教程：使用无服务器 Apache Spark 池中的 PREDICT 为机器学习模型评分

2025/04/02

了解如何在 Azure Synapse Analytics 中使用无服务器 Apache Spark 池的 PREDICT 功能进行评分预测。可以使用已注册到 Azure 机器学习 (AML) 中或 Synapse 工作区的默认 Azure Data Lake Storage (ADLS) 中的已训练模型。

借助 Synapse PySpark 笔记本中的 PREDICT，可以使用 SQL 语言、用户定义的函数 (UDF) 或转换器为机器学习模型评分。使用 PREDICT，可以在 Synapse 外部训练现有的机器学习模型并在 Azure Data Lake Storage Gen2 或 Azure 机器学习中将其注册，以便在 Azure Synapse Analytics 的安全边界内为历史数据评分。 PREDICT 函数采用模型和数据作为输入。此功能消除了将重要数据移出 Synapse 进行评分的步骤。目标是使模型使用者能够轻松地在 Synapse 中推理机器学习模型，并与使用正确框架执行任务的模型生成者无缝协作。

本教程介绍以下操作：

使用已在 Synapse 外部训练并已在 Azure 机器学习或 Azure Data Lake Storage Gen2 中注册的机器学习模型为无服务器 Apache Spark 池中的数据预测评分。

如果没有 Azure 订阅，请在开始之前创建一个试用帐户。

先决条件

Azure Synapse Analytics 工作区，其中包含配置为默认存储的 Azure Data Lake Storage Gen2 存储帐户。你需要成为所使用的 Data Lake Storage Gen2 文件系统的存储 Blob 数据参与者。
Azure Synapse Analytics 工作区中的无服务器 Apache Spark 池。有关详细信息，请参阅在 Azure Synapse 中创建 Spark 池。
若要在 Azure 机器学习中训练或注册模型，需要使用 Azure 机器学习工作区。有关详细信息，请参阅门户中或使用 Python SDK 管理 Azure 机器学习工作区。
如果你的模型已在 Azure 机器学习中注册，则需要使用一个链接服务。在 Azure Synapse Analytics 中，链接服务定义了该服务的连接信息。在本教程中，你将添加 Azure Synapse Analytics 和 Azure 机器学习链接服务。若要了解详细信息，请参阅在 Synapse 中创建新的 Azure 机器学习链接服务。
PREDICT 功能要求有一个已注册到 Azure 机器学习中或者已上传到 Azure Data Lake Storage Gen2 的已训练模型。

备注

Azure Synapse Analytics 中的 Spark3 无服务器 Apache Spark 池支持 PREDICT 功能。建议使用版本 Python 3.8 来创建和训练模型。

■ 任务说明 A: 用两句话概括上面这篇关于 PREDICT 评分的教程。
■ 任务说明 B: 根据上面这篇关于 PREDICT 评分的教程，建议用哪个 Python 版本来创建和训练模型？
■ 任务说明 C: 请从上面这篇关于 PREDICT 评分的教程中原样抄出以包含“使用已在 Synapse 外部训练并已在”的词句开头、到“中创建新的 Azure 机器学习链接服务。”结束的部分。

[轮廓记录]
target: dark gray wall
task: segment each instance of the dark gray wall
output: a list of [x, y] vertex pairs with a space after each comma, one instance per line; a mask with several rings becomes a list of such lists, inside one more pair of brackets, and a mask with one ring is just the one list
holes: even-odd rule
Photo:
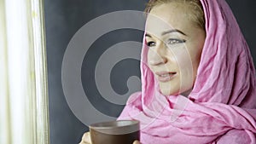
[[[145, 0], [44, 0], [45, 26], [49, 76], [49, 130], [51, 144], [74, 144], [79, 143], [82, 134], [88, 128], [82, 124], [68, 107], [61, 86], [61, 64], [67, 46], [75, 32], [84, 24], [102, 14], [117, 10], [143, 10]], [[254, 9], [255, 1], [227, 1], [244, 36], [251, 48], [254, 64], [256, 63], [256, 41], [253, 37], [256, 33]], [[118, 30], [109, 32], [100, 37], [90, 48], [83, 63], [82, 81], [89, 84], [87, 89], [91, 101], [96, 108], [109, 116], [116, 117], [123, 106], [111, 104], [102, 98], [96, 89], [92, 73], [98, 56], [102, 54], [104, 48], [124, 41], [142, 41], [143, 32], [136, 30]], [[102, 49], [101, 49], [102, 48]], [[118, 93], [127, 91], [125, 85], [127, 78], [139, 76], [139, 62], [134, 60], [125, 60], [118, 63], [113, 68], [112, 75], [113, 87]], [[92, 72], [90, 72], [92, 70]], [[118, 89], [121, 89], [118, 91]]]

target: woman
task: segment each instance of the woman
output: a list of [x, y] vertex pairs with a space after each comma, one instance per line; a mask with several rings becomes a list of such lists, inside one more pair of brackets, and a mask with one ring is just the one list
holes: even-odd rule
[[141, 122], [143, 144], [255, 144], [255, 68], [227, 3], [154, 0], [147, 12], [143, 89], [119, 119]]

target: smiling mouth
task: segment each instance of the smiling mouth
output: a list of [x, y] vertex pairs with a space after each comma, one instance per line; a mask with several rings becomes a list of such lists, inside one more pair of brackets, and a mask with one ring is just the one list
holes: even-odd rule
[[177, 72], [160, 72], [155, 74], [158, 76], [158, 80], [160, 82], [168, 82], [172, 79]]

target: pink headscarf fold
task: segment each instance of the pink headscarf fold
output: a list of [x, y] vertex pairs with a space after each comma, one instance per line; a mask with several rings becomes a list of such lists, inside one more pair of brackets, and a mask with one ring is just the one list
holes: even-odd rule
[[255, 144], [255, 68], [224, 0], [201, 0], [207, 37], [188, 98], [162, 95], [142, 51], [142, 92], [131, 95], [119, 119], [141, 121], [143, 144]]

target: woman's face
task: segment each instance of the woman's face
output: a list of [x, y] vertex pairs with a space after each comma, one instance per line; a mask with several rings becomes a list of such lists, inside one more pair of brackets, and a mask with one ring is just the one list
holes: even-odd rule
[[189, 18], [189, 8], [165, 3], [147, 18], [148, 64], [165, 95], [187, 96], [195, 81], [206, 34]]

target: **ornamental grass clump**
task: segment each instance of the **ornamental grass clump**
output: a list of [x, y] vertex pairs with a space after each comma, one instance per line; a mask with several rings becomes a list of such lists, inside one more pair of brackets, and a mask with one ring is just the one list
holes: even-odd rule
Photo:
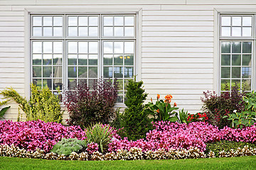
[[103, 125], [100, 123], [96, 123], [91, 125], [85, 130], [87, 142], [97, 144], [100, 151], [103, 153], [107, 150], [108, 144], [112, 137], [112, 129], [109, 125]]
[[70, 125], [86, 128], [97, 123], [110, 123], [115, 117], [114, 106], [117, 98], [116, 79], [100, 79], [90, 89], [86, 83], [79, 82], [65, 92], [64, 104], [69, 113], [67, 122]]
[[7, 100], [0, 102], [0, 106], [14, 100], [26, 113], [27, 121], [39, 119], [44, 122], [61, 123], [63, 111], [60, 109], [59, 98], [53, 94], [47, 86], [41, 89], [36, 85], [31, 84], [31, 96], [28, 101], [12, 88], [1, 91], [0, 94]]

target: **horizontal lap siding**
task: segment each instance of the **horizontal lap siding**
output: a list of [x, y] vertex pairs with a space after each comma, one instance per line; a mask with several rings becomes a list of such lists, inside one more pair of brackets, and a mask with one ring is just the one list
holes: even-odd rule
[[[180, 108], [196, 113], [202, 106], [203, 91], [213, 90], [213, 9], [256, 7], [251, 1], [0, 1], [0, 90], [12, 86], [25, 96], [25, 8], [82, 8], [85, 11], [87, 8], [142, 8], [142, 63], [139, 65], [149, 94], [148, 99], [155, 99], [157, 94], [162, 98], [171, 94]], [[6, 118], [16, 120], [18, 106], [14, 103], [11, 106]]]

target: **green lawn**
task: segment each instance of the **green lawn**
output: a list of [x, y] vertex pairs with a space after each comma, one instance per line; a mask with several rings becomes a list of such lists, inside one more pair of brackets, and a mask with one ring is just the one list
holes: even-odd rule
[[256, 157], [104, 162], [0, 157], [0, 169], [256, 169], [255, 162]]

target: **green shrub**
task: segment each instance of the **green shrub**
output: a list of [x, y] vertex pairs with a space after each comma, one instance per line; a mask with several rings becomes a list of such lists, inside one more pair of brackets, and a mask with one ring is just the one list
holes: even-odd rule
[[103, 153], [108, 148], [110, 143], [112, 134], [112, 129], [109, 125], [104, 126], [100, 123], [96, 123], [91, 125], [86, 130], [86, 136], [87, 143], [97, 143], [100, 151]]
[[[39, 89], [35, 84], [31, 85], [31, 96], [28, 101], [12, 88], [0, 91], [7, 100], [3, 103], [14, 100], [26, 113], [26, 120], [62, 123], [63, 111], [60, 110], [60, 99], [52, 94], [48, 87]], [[0, 103], [1, 105], [1, 103]]]
[[213, 151], [217, 157], [220, 151], [230, 152], [231, 149], [235, 150], [238, 147], [243, 148], [246, 145], [248, 145], [249, 147], [256, 148], [256, 145], [252, 143], [220, 140], [213, 143], [207, 143], [205, 152], [208, 154], [210, 151]]
[[50, 150], [58, 154], [69, 156], [72, 152], [77, 153], [82, 152], [86, 149], [87, 143], [85, 141], [78, 140], [77, 138], [62, 138], [56, 143]]
[[122, 126], [127, 132], [128, 139], [136, 140], [146, 137], [146, 132], [151, 129], [149, 114], [144, 112], [143, 104], [147, 94], [142, 89], [143, 81], [128, 80], [127, 92], [124, 103], [127, 107], [122, 115]]

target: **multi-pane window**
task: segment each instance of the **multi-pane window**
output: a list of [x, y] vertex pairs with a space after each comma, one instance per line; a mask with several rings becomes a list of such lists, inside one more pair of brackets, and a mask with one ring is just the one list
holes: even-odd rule
[[220, 15], [220, 91], [237, 84], [240, 90], [252, 91], [254, 15]]
[[118, 102], [134, 74], [135, 14], [31, 15], [33, 82], [53, 92], [117, 79]]

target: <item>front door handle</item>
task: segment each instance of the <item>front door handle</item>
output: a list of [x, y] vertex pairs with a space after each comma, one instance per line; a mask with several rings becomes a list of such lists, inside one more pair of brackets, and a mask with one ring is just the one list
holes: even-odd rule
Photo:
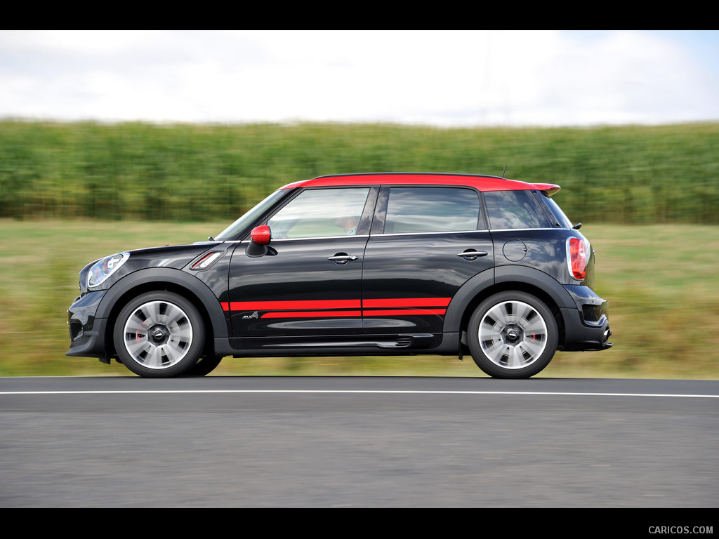
[[477, 257], [486, 257], [489, 254], [486, 251], [475, 251], [473, 249], [468, 249], [463, 253], [457, 253], [457, 256], [462, 257], [465, 260], [476, 260]]
[[359, 257], [355, 257], [354, 254], [347, 254], [347, 253], [337, 253], [334, 257], [330, 257], [328, 260], [331, 260], [335, 264], [347, 264], [350, 260], [357, 260]]

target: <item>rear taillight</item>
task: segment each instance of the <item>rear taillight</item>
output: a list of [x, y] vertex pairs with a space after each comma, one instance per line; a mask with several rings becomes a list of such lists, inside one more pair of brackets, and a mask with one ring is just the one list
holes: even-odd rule
[[585, 241], [581, 238], [567, 240], [567, 262], [569, 266], [569, 275], [580, 281], [587, 277], [587, 250]]

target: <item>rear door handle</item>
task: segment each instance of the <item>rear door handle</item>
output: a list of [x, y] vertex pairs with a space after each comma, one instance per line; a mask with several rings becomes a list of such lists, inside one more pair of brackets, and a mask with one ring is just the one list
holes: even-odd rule
[[331, 260], [335, 264], [347, 264], [350, 260], [357, 260], [359, 257], [356, 257], [354, 254], [347, 254], [347, 253], [337, 253], [334, 257], [330, 257], [328, 260]]
[[489, 254], [486, 251], [475, 251], [473, 249], [468, 249], [463, 253], [457, 253], [457, 256], [462, 257], [465, 260], [476, 260], [477, 257], [486, 257]]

■ 书面回答 A: 该教程介绍如何在 Azure Synapse Analytics 的无服务器 Apache Spark 池中使用 PREDICT 功能，为已注册到 Azure 机器学习或已上传到 Azure Data Lake Storage Gen2 的已训练模型评分。PREDICT 以模型和数据为输入，可通过 SQL 语言、用户定义的函数或转换器评分，省去了将重要数据移出 Synapse 进行评分的步骤。

■ 书面回答 B: Python 3.8。

■ 书面回答 C:
使用已在 Synapse 外部训练并已在 Azure 机器学习或 Azure Data Lake Storage Gen2 中注册的机器学习模型为无服务器 Apache Spark 池中的数据预测评分。

如果没有 Azure 订阅，请在开始之前创建一个试用帐户。

先决条件

Azure Synapse Analytics 工作区，其中包含配置为默认存储的 Azure Data Lake Storage Gen2 存储帐户。你需要成为所使用的 Data Lake Storage Gen2 文件系统的存储 Blob 数据参与者。
Azure Synapse Analytics 工作区中的无服务器 Apache Spark 池。有关详细信息，请参阅在 Azure Synapse 中创建 Spark 池。
若要在 Azure 机器学习中训练或注册模型，需要使用 Azure 机器学习工作区。有关详细信息，请参阅门户中或使用 Python SDK 管理 Azure 机器学习工作区。
如果你的模型已在 Azure 机器学习中注册，则需要使用一个链接服务。在 Azure Synapse Analytics 中，链接服务定义了该服务的连接信息。在本教程中，你将添加 Azure Synapse Analytics 和 Azure 机器学习链接服务。若要了解详细信息，请参阅在 Synapse 中创建新的 Azure 机器学习链接服务。